Natural language region descriptions:
------------------------------

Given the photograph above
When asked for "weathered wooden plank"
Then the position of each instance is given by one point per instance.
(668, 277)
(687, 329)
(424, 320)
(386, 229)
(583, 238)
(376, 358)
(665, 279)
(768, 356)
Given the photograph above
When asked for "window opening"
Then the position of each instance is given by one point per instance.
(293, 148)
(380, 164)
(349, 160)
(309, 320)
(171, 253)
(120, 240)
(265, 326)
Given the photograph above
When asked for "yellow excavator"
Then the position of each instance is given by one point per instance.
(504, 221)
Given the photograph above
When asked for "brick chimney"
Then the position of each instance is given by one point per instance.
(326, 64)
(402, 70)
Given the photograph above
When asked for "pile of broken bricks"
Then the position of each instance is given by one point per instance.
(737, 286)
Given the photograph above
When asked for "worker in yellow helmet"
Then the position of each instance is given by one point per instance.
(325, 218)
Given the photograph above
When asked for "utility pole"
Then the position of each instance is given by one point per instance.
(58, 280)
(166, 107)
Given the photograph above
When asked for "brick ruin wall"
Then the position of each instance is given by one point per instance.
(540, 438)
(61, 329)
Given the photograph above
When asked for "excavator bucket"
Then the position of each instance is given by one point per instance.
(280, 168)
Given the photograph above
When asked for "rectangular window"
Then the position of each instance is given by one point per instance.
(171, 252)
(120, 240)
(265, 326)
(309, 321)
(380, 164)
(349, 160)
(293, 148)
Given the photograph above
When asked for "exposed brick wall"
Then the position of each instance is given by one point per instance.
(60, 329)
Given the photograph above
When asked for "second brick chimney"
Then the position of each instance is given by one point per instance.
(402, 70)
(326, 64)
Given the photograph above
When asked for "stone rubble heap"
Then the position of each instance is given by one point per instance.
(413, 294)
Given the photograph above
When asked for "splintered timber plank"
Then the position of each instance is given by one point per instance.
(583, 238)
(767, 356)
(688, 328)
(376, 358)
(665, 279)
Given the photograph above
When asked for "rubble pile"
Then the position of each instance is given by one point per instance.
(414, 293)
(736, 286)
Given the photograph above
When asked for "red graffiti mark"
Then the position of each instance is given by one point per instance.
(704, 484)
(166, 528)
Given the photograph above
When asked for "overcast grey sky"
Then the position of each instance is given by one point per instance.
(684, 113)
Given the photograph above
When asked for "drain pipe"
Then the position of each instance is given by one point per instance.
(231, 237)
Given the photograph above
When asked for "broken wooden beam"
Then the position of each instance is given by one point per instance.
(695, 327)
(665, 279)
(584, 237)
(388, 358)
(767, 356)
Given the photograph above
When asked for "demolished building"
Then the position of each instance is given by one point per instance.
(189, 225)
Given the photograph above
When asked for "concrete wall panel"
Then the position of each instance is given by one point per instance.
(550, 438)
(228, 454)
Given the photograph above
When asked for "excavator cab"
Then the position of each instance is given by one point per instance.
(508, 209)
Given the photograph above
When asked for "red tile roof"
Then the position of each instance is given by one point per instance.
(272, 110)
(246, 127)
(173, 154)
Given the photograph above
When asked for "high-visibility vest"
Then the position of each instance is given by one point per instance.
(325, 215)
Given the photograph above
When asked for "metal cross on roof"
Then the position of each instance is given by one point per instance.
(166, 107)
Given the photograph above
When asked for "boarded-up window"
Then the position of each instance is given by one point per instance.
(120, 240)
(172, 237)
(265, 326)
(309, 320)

------------------------------

### [Your goal]
Would you please print every record exactly as written?

### [Task answer]
Given the photograph above
When asked for "weathered wooden plank"
Then the position of each instance is given by one point per instance.
(668, 277)
(687, 329)
(424, 320)
(386, 229)
(583, 238)
(376, 358)
(665, 279)
(768, 356)
Given the photograph above
When asked for "window opening"
Then the position of each instance is given by one point per instance.
(293, 148)
(380, 164)
(349, 160)
(309, 320)
(171, 253)
(120, 240)
(265, 326)
Given the photograph above
When asked for "yellow excavator"
Then the position of each instance is given by one point per instance.
(504, 221)
Given the photograph above
When asked for "brick chimney"
Then the position of each instance is given by one point per instance.
(326, 64)
(402, 70)
Given the photograph above
When asked for "pile of broken bricks"
Then the position of each instance is given by one point per instance.
(737, 286)
Given the photograph above
When asked for "worker in yellow helmet"
Then the position of each instance is given by one point per instance.
(325, 218)
Given the photograph above
When asked for "utility pole"
Then the position of each instance is given by one point per instance.
(58, 280)
(166, 107)
Given the photograph above
When asked for "brick ruin wall"
Then the position of each instance is given by one point per instance.
(540, 438)
(61, 329)
Given the photograph above
When asked for "excavator bucket"
Then the position of each instance is given by one point per instance.
(280, 168)
Given the photograph above
When asked for "rectangular window"
Then the position of each instance is given by one point per instance.
(171, 252)
(120, 240)
(265, 326)
(309, 321)
(380, 164)
(349, 160)
(293, 148)
Given the photograph above
When asked for "exposed brick wall"
Then the position of each instance is given by one point per instance.
(60, 329)
Given the photograph above
When asked for "second brick chimney"
Then the position of each instance is given by one point per instance.
(402, 70)
(326, 64)
Given the photograph above
When asked for "stone rubble heap"
Then the position of each instance is given by one point per instance.
(413, 294)
Given the photograph above
When asked for "splintered timber plank"
Then the position of each instance is given by one point per instance.
(583, 238)
(767, 356)
(688, 328)
(376, 358)
(665, 279)
Given the photograph above
When asked for "rubble pile"
Then the position of each instance is given by one point per instance.
(414, 293)
(736, 286)
Given the photograph above
When asked for "red graffiti mark"
Then the position of each instance is given by one point per instance.
(704, 484)
(166, 528)
Given the photograph above
When asked for "overcast grey sky"
Then the position of each instance is given by one point per instance.
(684, 113)
Given the photograph above
When asked for "drain pipe"
Then the position of each instance is given by one point per instance.
(231, 237)
Given the photograph above
When asked for "broken wooden beam"
Then the position of each instance is given by one point per instance.
(695, 327)
(665, 279)
(584, 237)
(388, 358)
(767, 356)
Given the photograph above
When asked for "demolished building"
Then the position of each instance is given by one point per instance.
(189, 225)
Given the photograph above
When asked for "concrete wall panel"
Then the position of each instance is given by one point per instance.
(550, 438)
(228, 454)
Given the photograph above
When asked for "excavator cab"
Then the position of each instance is given by one point per instance.
(508, 209)
Given the photograph above
When asked for "red tile roof"
Then the position of each instance is given by one point per instance.
(272, 110)
(246, 127)
(173, 154)
Given the photograph above
When asked for "high-visibility vest"
Then the position of each instance is given by one point per instance.
(325, 215)
Given the photograph above
When asked for "metal cross on roof"
Then the position of each instance is given by one point per instance.
(166, 107)
Given the photograph above
When asked for "boarded-up window"
Then the position of each instance is given by one point per instance.
(120, 240)
(172, 237)
(265, 326)
(309, 320)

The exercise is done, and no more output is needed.